■ Information given:
##########

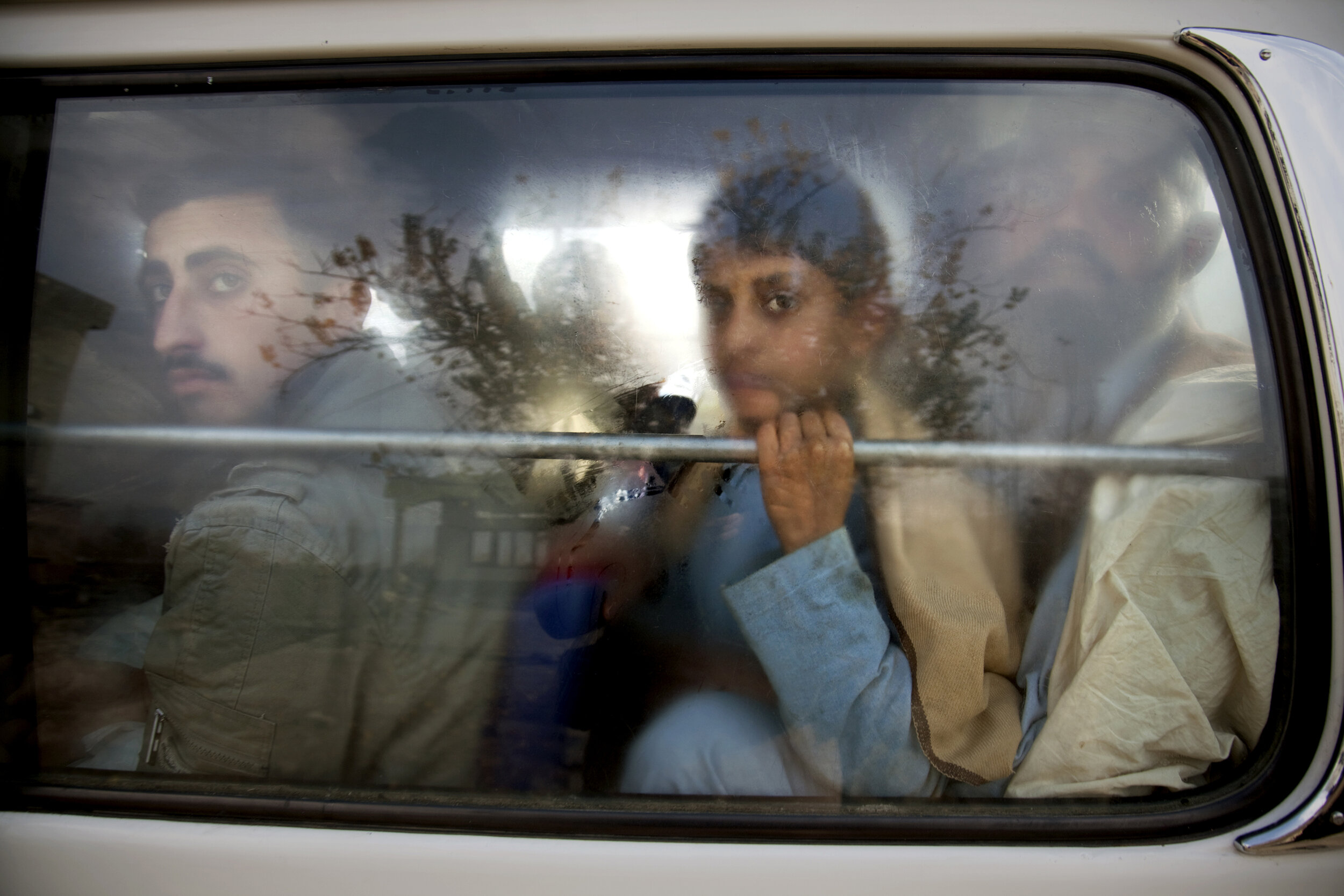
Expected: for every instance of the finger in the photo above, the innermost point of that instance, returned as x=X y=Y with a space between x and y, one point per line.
x=768 y=445
x=837 y=426
x=791 y=433
x=813 y=429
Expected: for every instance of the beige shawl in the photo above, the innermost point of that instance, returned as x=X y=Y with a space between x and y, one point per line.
x=949 y=559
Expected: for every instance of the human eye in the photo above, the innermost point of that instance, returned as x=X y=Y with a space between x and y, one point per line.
x=717 y=303
x=225 y=283
x=780 y=302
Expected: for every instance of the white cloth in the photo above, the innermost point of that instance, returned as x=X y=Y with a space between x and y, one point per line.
x=1167 y=657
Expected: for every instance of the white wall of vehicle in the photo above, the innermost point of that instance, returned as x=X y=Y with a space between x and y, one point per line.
x=46 y=855
x=44 y=34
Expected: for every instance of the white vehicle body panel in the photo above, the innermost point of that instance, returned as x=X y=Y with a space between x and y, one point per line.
x=112 y=856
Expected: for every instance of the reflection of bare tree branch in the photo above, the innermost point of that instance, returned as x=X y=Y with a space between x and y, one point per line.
x=944 y=350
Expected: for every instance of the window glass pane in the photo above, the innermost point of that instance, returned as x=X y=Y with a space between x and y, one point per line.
x=304 y=515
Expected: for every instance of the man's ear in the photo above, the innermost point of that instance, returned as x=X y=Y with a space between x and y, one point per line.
x=1199 y=241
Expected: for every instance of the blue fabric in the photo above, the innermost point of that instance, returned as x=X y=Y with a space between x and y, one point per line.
x=1038 y=652
x=816 y=625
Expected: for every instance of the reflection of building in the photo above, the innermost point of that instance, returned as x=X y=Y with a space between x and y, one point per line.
x=61 y=318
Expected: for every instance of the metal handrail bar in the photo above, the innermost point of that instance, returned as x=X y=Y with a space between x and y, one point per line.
x=1243 y=460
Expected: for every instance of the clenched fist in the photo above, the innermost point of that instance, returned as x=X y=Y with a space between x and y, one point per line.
x=807 y=475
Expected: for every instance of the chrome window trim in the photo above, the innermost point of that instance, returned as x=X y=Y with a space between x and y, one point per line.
x=1296 y=89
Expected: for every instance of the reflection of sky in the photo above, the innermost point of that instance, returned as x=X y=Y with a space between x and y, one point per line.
x=627 y=168
x=660 y=316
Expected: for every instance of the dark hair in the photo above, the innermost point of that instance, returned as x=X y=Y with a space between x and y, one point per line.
x=305 y=197
x=805 y=207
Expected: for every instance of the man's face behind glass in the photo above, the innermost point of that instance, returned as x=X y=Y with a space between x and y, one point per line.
x=1101 y=235
x=225 y=283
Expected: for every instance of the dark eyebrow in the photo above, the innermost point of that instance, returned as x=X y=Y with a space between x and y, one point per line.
x=216 y=254
x=778 y=278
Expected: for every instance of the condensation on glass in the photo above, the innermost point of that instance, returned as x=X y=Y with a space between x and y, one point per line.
x=800 y=265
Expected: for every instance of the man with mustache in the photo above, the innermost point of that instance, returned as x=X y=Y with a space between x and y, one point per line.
x=302 y=639
x=1152 y=649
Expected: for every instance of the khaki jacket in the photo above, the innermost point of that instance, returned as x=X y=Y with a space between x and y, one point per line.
x=307 y=634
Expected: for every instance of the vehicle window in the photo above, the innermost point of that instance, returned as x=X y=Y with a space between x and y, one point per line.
x=813 y=440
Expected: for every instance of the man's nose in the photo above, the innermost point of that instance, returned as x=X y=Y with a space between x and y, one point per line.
x=178 y=327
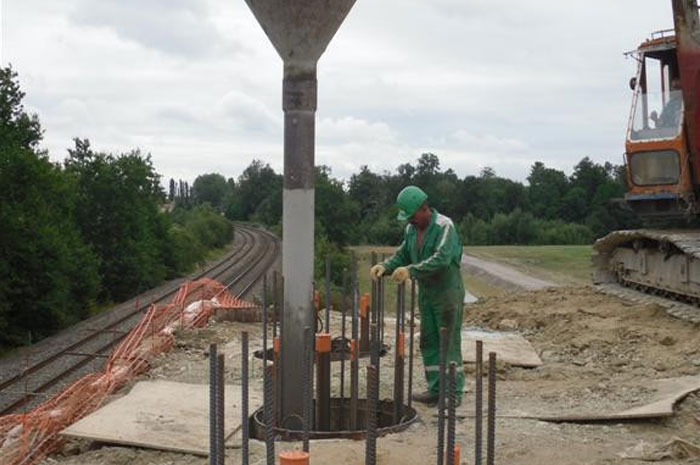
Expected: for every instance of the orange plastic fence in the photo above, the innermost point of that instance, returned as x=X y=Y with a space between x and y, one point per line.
x=27 y=438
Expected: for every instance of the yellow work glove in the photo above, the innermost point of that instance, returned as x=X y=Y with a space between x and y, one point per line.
x=377 y=271
x=400 y=274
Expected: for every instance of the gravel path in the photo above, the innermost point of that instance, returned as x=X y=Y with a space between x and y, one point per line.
x=502 y=275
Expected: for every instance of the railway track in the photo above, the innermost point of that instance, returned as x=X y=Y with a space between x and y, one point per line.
x=80 y=350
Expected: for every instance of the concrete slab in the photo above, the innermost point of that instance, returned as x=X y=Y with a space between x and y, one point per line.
x=163 y=415
x=510 y=348
x=667 y=392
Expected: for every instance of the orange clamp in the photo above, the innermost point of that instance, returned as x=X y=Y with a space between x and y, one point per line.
x=317 y=301
x=353 y=348
x=294 y=457
x=323 y=343
x=364 y=306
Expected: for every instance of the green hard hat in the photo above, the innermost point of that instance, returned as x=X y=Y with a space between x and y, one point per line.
x=409 y=201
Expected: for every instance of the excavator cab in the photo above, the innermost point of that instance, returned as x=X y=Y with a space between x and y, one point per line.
x=659 y=174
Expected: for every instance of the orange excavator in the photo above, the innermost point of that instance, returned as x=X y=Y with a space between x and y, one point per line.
x=663 y=167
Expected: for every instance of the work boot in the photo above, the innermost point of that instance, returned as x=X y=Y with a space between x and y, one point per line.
x=426 y=398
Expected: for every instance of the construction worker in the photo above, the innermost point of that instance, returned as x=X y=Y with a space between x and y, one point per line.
x=430 y=253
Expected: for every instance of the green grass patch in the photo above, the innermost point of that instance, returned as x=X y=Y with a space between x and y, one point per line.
x=563 y=264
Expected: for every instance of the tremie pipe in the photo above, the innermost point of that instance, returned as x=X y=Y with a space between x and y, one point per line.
x=300 y=32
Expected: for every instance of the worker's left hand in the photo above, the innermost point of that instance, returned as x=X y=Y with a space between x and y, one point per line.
x=400 y=274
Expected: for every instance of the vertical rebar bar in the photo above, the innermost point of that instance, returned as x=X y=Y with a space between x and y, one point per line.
x=308 y=375
x=372 y=400
x=277 y=388
x=245 y=422
x=343 y=353
x=323 y=382
x=327 y=327
x=398 y=356
x=491 y=415
x=411 y=329
x=355 y=349
x=478 y=402
x=275 y=304
x=213 y=383
x=441 y=396
x=381 y=312
x=265 y=325
x=269 y=413
x=451 y=414
x=220 y=410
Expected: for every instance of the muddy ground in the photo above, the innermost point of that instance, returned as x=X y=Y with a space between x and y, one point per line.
x=590 y=343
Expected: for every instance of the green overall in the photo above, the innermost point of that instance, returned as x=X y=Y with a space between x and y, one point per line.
x=436 y=268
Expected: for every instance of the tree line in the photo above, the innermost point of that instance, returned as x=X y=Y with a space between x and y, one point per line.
x=552 y=208
x=79 y=235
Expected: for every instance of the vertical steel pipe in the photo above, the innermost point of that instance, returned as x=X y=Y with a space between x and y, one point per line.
x=411 y=329
x=300 y=32
x=451 y=414
x=213 y=387
x=220 y=410
x=245 y=421
x=372 y=401
x=479 y=402
x=441 y=396
x=491 y=414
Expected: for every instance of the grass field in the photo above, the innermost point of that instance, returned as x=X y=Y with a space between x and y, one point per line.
x=568 y=265
x=564 y=264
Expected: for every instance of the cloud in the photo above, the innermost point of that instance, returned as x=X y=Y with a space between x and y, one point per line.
x=177 y=27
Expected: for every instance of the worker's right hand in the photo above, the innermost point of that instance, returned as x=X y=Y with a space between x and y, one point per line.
x=377 y=271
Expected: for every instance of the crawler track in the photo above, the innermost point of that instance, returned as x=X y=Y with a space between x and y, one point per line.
x=58 y=361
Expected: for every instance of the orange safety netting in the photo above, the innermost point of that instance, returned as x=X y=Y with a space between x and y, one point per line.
x=28 y=437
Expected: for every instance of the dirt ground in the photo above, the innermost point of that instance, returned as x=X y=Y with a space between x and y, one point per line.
x=591 y=344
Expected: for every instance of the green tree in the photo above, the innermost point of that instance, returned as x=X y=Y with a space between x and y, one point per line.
x=48 y=275
x=118 y=214
x=211 y=188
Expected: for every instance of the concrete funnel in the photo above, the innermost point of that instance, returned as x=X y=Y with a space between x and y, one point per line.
x=300 y=30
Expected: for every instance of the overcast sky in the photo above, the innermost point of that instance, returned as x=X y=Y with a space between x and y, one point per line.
x=499 y=83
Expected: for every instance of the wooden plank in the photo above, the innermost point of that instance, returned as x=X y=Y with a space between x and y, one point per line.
x=162 y=415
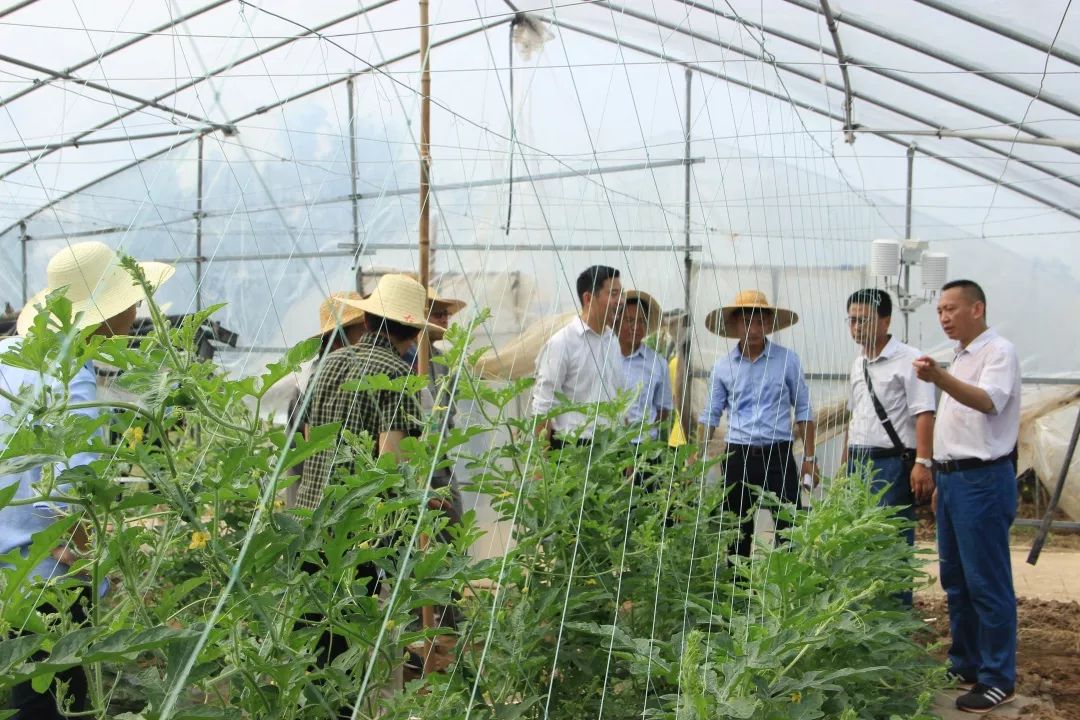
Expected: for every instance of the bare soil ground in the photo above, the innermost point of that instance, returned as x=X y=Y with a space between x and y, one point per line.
x=1048 y=659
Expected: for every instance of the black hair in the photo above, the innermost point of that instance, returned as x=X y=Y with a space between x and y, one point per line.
x=593 y=279
x=394 y=329
x=642 y=307
x=873 y=297
x=970 y=287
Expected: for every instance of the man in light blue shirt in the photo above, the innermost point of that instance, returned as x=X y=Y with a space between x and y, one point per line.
x=758 y=383
x=644 y=370
x=104 y=295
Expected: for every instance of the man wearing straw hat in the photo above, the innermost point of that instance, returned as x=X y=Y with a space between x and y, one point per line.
x=581 y=361
x=104 y=295
x=393 y=316
x=645 y=371
x=758 y=383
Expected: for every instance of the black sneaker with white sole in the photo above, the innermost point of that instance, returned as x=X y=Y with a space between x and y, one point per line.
x=960 y=680
x=983 y=698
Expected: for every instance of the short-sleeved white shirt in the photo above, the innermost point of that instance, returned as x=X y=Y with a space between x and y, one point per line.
x=902 y=394
x=581 y=364
x=960 y=432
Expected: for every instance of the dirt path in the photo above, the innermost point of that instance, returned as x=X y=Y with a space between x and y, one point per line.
x=1048 y=659
x=1056 y=576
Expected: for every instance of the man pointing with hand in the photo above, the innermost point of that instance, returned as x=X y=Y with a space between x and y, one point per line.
x=974 y=438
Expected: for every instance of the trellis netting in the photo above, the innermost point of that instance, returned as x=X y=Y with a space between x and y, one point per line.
x=270 y=151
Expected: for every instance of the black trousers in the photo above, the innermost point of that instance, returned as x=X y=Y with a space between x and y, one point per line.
x=331 y=646
x=766 y=466
x=31 y=705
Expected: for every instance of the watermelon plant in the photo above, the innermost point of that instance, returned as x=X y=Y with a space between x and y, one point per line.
x=617 y=597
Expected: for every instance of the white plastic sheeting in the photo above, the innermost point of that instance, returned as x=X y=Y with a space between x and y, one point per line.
x=105 y=114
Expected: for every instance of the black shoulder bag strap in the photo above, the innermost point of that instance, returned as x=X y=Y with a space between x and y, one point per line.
x=882 y=416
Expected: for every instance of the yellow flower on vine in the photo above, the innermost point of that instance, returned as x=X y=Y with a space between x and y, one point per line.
x=199 y=540
x=134 y=436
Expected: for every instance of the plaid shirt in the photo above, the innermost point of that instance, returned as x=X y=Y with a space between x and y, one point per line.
x=367 y=411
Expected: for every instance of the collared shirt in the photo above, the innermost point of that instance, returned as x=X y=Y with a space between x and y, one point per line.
x=902 y=394
x=759 y=395
x=960 y=432
x=370 y=411
x=646 y=375
x=19 y=522
x=582 y=365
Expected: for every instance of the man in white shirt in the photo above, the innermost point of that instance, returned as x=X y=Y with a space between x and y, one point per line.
x=582 y=361
x=974 y=438
x=892 y=411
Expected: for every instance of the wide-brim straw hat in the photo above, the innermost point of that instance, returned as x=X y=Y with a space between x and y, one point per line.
x=651 y=308
x=94 y=283
x=721 y=320
x=450 y=304
x=399 y=298
x=453 y=306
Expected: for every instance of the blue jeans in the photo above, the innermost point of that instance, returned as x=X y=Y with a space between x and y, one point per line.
x=975 y=508
x=894 y=476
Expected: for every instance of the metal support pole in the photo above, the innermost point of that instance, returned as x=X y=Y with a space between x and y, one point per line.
x=907 y=235
x=685 y=381
x=423 y=352
x=24 y=240
x=1048 y=518
x=199 y=218
x=352 y=179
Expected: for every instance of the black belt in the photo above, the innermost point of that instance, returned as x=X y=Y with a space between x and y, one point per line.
x=559 y=443
x=763 y=450
x=967 y=463
x=878 y=453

##########

■ Aim of the exercise:
Your answer must be the lines from the one holding "Expected: for every instance of the black belt" to the end of the listing above, exactly as written and nothing else.

■ Final answer:
Expected: for every instance of the black belt in the photo above, the innermost point of that instance, returned as x=X y=Y with a space between x and y, one point per line.
x=559 y=443
x=763 y=450
x=967 y=463
x=878 y=453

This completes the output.